##### Records for this exercise
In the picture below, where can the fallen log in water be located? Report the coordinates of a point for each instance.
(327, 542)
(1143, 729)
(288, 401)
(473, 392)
##########
##### Records for this exercise
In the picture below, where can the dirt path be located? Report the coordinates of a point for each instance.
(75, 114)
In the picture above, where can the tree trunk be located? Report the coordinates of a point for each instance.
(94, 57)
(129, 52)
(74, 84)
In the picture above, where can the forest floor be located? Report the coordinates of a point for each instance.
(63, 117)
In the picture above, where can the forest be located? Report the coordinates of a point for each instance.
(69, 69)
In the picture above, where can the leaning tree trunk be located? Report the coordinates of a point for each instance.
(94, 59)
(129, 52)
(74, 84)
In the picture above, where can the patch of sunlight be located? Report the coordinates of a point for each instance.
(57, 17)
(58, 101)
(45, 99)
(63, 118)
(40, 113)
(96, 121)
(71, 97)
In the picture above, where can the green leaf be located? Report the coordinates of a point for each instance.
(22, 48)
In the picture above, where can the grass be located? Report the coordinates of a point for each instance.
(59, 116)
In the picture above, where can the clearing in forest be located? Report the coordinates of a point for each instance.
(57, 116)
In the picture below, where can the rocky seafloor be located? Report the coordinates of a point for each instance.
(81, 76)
##########
##### Records for this exercise
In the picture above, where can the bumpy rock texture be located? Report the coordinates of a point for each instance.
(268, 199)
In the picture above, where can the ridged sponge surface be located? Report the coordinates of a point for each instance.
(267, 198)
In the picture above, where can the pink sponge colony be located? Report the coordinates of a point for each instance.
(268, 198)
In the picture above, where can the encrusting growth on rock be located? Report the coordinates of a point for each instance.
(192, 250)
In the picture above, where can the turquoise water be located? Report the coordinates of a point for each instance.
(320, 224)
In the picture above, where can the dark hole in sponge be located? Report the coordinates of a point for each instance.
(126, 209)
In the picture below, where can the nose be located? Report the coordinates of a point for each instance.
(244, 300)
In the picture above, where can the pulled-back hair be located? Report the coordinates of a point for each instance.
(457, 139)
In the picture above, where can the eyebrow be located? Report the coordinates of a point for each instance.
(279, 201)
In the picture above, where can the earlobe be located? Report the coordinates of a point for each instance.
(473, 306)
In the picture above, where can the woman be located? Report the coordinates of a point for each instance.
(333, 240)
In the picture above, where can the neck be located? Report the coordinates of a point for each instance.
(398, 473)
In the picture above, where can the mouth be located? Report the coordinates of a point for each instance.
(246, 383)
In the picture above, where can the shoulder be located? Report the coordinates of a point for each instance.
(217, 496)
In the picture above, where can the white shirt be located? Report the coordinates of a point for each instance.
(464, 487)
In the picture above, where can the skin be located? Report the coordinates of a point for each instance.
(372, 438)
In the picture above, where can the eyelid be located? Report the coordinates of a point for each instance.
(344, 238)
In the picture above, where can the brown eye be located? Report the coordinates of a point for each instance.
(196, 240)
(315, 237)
##########
Task directions: Find every line in the material above that contains the word "forest", treating uppercase and lowercase as different, and copy each of those lines.

Finished answer:
In the picture above, where can the forest floor be located? Report the coordinates of a point for each instance.
In the picture above, where can the forest be located? Report the coordinates of a point for each instance.
In the picture above, where can the clearing in forest be located? Report the coordinates of a point for each instance.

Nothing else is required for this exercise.